### Objective
In the data from the line with "Please segment every instance of the turquoise" to the end, swap "Paths" for "Outlines" and write those lines out again with nothing else changed.

Records from a data source:
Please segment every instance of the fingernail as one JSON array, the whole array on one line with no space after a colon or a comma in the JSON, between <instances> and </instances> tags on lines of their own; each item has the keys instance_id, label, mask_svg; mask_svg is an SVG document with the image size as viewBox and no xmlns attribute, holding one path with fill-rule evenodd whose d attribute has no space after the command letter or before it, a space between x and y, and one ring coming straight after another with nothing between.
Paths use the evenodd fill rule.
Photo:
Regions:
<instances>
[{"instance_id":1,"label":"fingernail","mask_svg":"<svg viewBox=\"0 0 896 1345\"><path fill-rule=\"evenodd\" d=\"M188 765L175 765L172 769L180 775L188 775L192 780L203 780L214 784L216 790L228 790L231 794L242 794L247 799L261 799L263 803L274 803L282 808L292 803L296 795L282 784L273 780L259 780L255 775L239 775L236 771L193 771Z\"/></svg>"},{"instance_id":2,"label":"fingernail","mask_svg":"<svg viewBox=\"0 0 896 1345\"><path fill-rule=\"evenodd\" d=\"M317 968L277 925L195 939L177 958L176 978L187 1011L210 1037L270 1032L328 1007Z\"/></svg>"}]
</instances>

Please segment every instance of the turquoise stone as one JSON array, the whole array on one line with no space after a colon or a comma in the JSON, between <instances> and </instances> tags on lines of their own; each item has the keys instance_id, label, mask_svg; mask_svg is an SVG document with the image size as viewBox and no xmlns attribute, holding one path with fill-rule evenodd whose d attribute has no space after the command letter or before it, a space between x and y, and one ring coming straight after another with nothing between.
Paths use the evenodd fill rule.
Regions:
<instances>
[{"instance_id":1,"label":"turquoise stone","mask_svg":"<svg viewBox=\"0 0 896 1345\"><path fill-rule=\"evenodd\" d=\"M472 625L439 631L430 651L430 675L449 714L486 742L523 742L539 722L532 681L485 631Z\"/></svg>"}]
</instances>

### Result
Please segment every instance of the turquoise stone as one JSON array, the whole array on one line with no space after a colon or a comma in the JSON, between <instances> and </instances> tags on lines of their own; each item has the keys instance_id, label, mask_svg; mask_svg is an SVG document with the image size as viewBox and no xmlns attribute, holding one path with fill-rule evenodd whose d attribute has no space after the command letter or before it, a space between x and y, and one ring coming straight after another with nothing between.
Outlines use the evenodd fill rule.
Regions:
<instances>
[{"instance_id":1,"label":"turquoise stone","mask_svg":"<svg viewBox=\"0 0 896 1345\"><path fill-rule=\"evenodd\" d=\"M472 625L439 631L430 651L430 675L449 714L486 742L523 742L539 722L532 681L485 631Z\"/></svg>"}]
</instances>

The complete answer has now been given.